> [EXERCISE INSTRUCTIONS]:
**A)** Rewrite the passage on the Athari Bio internship from "What made the" up to and including "and the organization.", replacing "sounding boards" with "thought partners".
**B)** Carry the account of the Athari Bio summer internship program forward, beginning after its final sentence.

> [QUOTED PASSAGE]:
=-=-=

What made the program different was not only what the interns did but how we structured accountability and support. Athari Bio mentors acted as sounding boards and technical advisors while interns maintained ownership. Reviews focused on experimental logic, data quality, and decision-making under real constraints like time, cost, and feasibility. The result was a rare training environment where young, high-achieving people were treated as builders and thinkers who could ship work that matters. This is the internship model we believe the field needs: student-centered, outcomes-driven, technically rigorous, and interdisciplinary by design. It prepares emerging scientists and engineers to lead, not just contribute. It also raises the bar for what a summer at a biotech company can deliver for both the interns and the organization. 

Beyond the bench: professional development that actually moves the needle 

We wanted our interns to leave with more than technical skills. Throughout the summer we ran a focused series of seminars that answered two practical questions: what does a modern lab expect from you on day one? And what does the field expect from you in year five?

=-=-=

Stored data entries
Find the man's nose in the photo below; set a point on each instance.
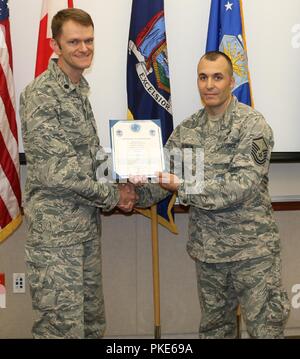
(210, 83)
(82, 46)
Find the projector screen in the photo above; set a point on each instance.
(273, 43)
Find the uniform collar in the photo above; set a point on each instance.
(64, 81)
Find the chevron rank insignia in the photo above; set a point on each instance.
(259, 150)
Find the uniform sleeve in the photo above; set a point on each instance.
(53, 158)
(248, 168)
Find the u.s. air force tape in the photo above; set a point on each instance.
(259, 150)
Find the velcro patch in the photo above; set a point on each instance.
(259, 150)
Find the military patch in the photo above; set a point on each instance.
(259, 150)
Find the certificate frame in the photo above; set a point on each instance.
(136, 147)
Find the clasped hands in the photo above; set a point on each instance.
(128, 195)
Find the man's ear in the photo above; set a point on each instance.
(55, 46)
(232, 84)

=-=-=

> [OUTPUTS FOR THE TASKS]:
**A)**
What made the program different was not only what the interns did but how we structured accountability and support. Athari Bio mentors acted as thought partners and technical advisors while interns maintained ownership. Reviews focused on experimental logic, data quality, and decision-making under real constraints like time, cost, and feasibility. The result was a rare training environment where young, high-achieving people were treated as builders and thinkers who could ship work that matters. This is the internship model we believe the field needs: student-centered, outcomes-driven, technically rigorous, and interdisciplinary by design. It prepares emerging scientists and engineers to lead, not just contribute. It also raises the bar for what a summer at a biotech company can deliver for both the interns and the organization.

**B)**
First, CLIA and CAP. We unpacked how accredited clinical labs operate, from quality management systems and documentation discipline to validation vs. verification, control plans, proficiency testing, and inspection readiness. The goal was simple: help students see what “ready for clinical” really means, and how to translate bench experiments into workflows that can withstand regulatory scrutiny. Second, professionalism. We treated communication, transparency, and code of conduct as technical skills. Finally, scientific communication. We covered how to write for impact, design figures that tell a clean story, and present data so decisions are obvious. Students built short talks that moved from hypothesis to result to next step, then field-tested them with live Q&A and peer critique. 

Learning also happened outside the building. Our cohort spent a day at the Howard Hughes Medical Institute’s Janelia Research Campus, meeting scientists, seeing multidisciplinary teams in action, and getting a feel for how complex projects move from concept to tool. The conversations and lab walk-throughs gave students a clear picture of how their skills map to real research environments.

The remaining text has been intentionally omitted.